Piede giambico: ∪ —.
Il trimetro giambico greco:
∪ — | ∪ — | ∪ — | ∪ — | ∪ — | ∪ —
Rispetto al modello greco però il senario giambico latino presenta maggiori libertà nelle sostituzioni del piede puro, secondo il seguente schema:
— —′| — —| — —′| — —| — —′| ∪ —
Fa mè co a cta vùl pes al t(a) in vì nea
Famè coacta vùlpes alta in vìnea
uv(am) àdpetebat sùmmi saliens vìribus:
quam tànger(e) ut non pòtuit, discedéns ait:
nondùm matur(a) est; nòl(o) acerbam sumere.
Luca Canali, Storia della poesia latina, Milano, Bompiani, 1990, pp.155-179.
* * *
Di Fedro sappiamo pochissimo (fra gli autori latini, lo nominano soltanto Marziale e, nel IV secolo, Aviano). Nasce in Tracia. Schiavo da piccolo, forse eunuco, giunge nella familia di Augusto, che lo libera. Diventa così uno dei tanti liberti che in età giulio-claudia premono, nella gerarchizzata società di Roma, per un’ascesa sociale che i tradizionalisti, da Petronio a Giovenale, considerano sovversiva, offensiva. Ma Fedro, ai tempi dello strapotere di Seiano presso Tiberio, viene condannato non sappiamo perché, e inutilmente cerca poi di ottenere l’appoggio di altri liberti più o meno potenti fino ai tempi di Claudio (Eutiche, Particulone, Fileto). È dunque un fallito.
--*--
(CONSEGNA A):
Rispondi alle seguenti domande sul brano.
(i) Che cosa presenta il senario giambico latino rispetto al modello greco?
(ii) In quale regione nasce Fedro?
(iii) Quali autori latini, secondo il brano, nominano Fedro?

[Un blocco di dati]
--*--
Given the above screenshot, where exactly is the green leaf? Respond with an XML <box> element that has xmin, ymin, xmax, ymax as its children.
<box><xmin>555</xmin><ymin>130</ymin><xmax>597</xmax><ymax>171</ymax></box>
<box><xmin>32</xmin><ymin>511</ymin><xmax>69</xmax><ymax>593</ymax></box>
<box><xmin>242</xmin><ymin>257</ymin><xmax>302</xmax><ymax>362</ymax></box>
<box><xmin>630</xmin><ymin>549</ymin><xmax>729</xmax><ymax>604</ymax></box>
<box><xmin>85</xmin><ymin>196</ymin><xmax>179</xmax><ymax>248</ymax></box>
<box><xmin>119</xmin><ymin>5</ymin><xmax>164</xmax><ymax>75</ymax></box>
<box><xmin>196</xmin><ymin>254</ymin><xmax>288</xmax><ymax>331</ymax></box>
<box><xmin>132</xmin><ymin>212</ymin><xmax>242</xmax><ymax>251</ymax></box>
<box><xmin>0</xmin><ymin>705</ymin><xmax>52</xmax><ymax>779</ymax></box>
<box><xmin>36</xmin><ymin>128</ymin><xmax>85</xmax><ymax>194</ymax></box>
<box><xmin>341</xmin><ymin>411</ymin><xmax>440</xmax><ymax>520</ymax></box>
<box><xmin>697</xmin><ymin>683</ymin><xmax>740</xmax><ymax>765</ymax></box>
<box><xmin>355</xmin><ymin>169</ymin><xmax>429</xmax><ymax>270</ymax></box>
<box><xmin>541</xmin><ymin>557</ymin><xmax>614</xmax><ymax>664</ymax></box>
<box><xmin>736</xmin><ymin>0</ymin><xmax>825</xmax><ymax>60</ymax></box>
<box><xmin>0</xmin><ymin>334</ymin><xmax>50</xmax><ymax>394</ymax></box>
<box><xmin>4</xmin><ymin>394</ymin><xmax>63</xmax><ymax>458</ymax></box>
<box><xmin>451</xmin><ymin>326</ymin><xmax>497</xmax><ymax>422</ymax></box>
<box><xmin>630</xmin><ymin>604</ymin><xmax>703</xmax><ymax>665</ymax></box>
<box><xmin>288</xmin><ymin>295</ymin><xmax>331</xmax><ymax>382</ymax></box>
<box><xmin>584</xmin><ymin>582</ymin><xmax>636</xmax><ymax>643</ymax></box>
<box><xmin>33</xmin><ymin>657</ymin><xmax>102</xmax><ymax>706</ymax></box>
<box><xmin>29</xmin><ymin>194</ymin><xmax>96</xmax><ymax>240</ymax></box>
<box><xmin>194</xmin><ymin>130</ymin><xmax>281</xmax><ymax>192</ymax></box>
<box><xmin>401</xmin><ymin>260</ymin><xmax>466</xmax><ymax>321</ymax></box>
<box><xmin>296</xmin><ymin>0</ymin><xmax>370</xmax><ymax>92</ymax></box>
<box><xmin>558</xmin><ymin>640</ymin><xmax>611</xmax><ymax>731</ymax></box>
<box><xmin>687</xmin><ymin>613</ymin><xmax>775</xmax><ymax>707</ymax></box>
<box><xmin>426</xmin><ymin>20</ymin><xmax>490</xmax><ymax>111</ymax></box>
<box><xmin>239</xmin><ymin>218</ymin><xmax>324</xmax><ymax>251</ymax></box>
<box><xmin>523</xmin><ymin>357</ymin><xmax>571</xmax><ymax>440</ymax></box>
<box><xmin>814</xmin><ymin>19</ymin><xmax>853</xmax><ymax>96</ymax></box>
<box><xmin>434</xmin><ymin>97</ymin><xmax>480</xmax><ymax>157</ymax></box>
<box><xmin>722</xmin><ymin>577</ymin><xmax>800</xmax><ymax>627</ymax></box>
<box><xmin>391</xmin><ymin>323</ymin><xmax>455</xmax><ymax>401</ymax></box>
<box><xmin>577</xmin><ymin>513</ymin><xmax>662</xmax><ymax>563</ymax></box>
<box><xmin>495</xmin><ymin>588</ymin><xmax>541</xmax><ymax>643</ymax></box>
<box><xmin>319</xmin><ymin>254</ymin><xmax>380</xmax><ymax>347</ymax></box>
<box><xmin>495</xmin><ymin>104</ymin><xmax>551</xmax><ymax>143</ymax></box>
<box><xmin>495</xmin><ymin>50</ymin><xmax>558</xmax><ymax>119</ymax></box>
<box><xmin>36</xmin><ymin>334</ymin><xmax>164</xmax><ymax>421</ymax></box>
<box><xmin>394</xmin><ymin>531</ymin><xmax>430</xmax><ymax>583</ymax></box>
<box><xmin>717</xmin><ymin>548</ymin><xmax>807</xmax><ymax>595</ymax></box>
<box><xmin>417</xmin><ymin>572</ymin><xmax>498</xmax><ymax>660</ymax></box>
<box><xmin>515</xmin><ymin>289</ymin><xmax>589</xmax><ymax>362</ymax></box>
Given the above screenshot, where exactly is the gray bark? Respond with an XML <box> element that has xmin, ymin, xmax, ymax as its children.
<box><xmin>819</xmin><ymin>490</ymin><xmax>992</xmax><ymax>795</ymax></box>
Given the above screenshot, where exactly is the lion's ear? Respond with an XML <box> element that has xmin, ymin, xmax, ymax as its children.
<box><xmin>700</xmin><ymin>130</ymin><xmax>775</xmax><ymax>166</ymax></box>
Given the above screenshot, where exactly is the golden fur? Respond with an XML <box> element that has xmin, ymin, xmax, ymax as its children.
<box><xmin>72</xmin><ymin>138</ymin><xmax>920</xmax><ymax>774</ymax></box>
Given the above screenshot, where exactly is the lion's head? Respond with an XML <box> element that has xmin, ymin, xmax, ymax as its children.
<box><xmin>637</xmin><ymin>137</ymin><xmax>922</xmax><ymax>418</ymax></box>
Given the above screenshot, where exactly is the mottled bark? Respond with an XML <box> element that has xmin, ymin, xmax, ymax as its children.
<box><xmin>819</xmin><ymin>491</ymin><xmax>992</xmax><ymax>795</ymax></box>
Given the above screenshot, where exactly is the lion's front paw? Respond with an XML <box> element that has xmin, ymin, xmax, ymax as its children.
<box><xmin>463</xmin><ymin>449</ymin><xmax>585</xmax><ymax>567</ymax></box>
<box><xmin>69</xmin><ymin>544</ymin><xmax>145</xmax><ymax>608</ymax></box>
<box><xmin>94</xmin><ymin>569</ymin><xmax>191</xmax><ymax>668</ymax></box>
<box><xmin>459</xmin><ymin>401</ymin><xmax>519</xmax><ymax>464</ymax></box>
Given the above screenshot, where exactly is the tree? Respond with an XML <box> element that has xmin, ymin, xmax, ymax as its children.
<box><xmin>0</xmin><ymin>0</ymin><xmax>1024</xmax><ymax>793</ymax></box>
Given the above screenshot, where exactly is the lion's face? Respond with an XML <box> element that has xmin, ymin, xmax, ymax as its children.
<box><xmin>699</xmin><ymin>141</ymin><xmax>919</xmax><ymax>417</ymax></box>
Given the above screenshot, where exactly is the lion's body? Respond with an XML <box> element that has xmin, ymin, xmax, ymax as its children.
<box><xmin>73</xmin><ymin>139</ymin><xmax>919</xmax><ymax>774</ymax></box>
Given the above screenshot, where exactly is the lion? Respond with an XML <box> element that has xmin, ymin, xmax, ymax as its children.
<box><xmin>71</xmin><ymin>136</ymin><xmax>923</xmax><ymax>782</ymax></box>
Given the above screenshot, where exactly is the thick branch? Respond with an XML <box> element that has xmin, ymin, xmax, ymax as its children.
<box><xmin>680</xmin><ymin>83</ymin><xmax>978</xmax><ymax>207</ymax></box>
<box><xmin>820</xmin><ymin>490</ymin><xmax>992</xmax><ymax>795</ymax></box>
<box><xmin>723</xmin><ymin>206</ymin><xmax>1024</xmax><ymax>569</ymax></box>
--*--
(CONSEGNA B):
Disponi in una tabella Markdown con le colonne «N.» e «Riga» la parte delle voci che si apre con la riga contenente "Given the above screenshot, where exactly is the lion's front" e arriva fino alla fine delle voci, estremi inclusi. Tralascia le righe vuote.

(RISPOSTA CORRETTA A):
(i) Maggiori libertà nelle sostituzioni del piede puro.
(ii) In Tracia.
(iii) Marziale e, nel IV secolo, Aviano.

(RISPOSTA CORRETTA B):
| N. | Riga |
|---|---|
| 1 | Given the above screenshot, where exactly is the lion's front paw? Respond with an XML <box> element that has xmin, ymin, xmax, ymax as its children. |
| 2 | <box><xmin>463</xmin><ymin>449</ymin><xmax>585</xmax><ymax>567</ymax></box> |
| 3 | <box><xmin>69</xmin><ymin>544</ymin><xmax>145</xmax><ymax>608</ymax></box> |
| 4 | <box><xmin>94</xmin><ymin>569</ymin><xmax>191</xmax><ymax>668</ymax></box> |
| 5 | <box><xmin>459</xmin><ymin>401</ymin><xmax>519</xmax><ymax>464</ymax></box> |
| 6 | Given the above screenshot, where exactly is the tree? Respond with an XML <box> element that has xmin, ymin, xmax, ymax as its children. |
| 7 | <box><xmin>0</xmin><ymin>0</ymin><xmax>1024</xmax><ymax>793</ymax></box> |
| 8 | Given the above screenshot, where exactly is the lion's face? Respond with an XML <box> element that has xmin, ymin, xmax, ymax as its children. |
| 9 | <box><xmin>699</xmin><ymin>141</ymin><xmax>919</xmax><ymax>417</ymax></box> |
| 10 | Given the above screenshot, where exactly is the lion's body? Respond with an XML <box> element that has xmin, ymin, xmax, ymax as its children. |
| 11 | <box><xmin>73</xmin><ymin>139</ymin><xmax>919</xmax><ymax>774</ymax></box> |
| 12 | Given the above screenshot, where exactly is the lion? Respond with an XML <box> element that has xmin, ymin, xmax, ymax as its children. |
| 13 | <box><xmin>71</xmin><ymin>136</ymin><xmax>923</xmax><ymax>782</ymax></box> |
| 14 | Given the above screenshot, where exactly is the thick branch? Respond with an XML <box> element that has xmin, ymin, xmax, ymax as its children. |
| 15 | <box><xmin>680</xmin><ymin>83</ymin><xmax>978</xmax><ymax>207</ymax></box> |
| 16 | <box><xmin>820</xmin><ymin>490</ymin><xmax>992</xmax><ymax>795</ymax></box> |
| 17 | <box><xmin>723</xmin><ymin>206</ymin><xmax>1024</xmax><ymax>569</ymax></box> |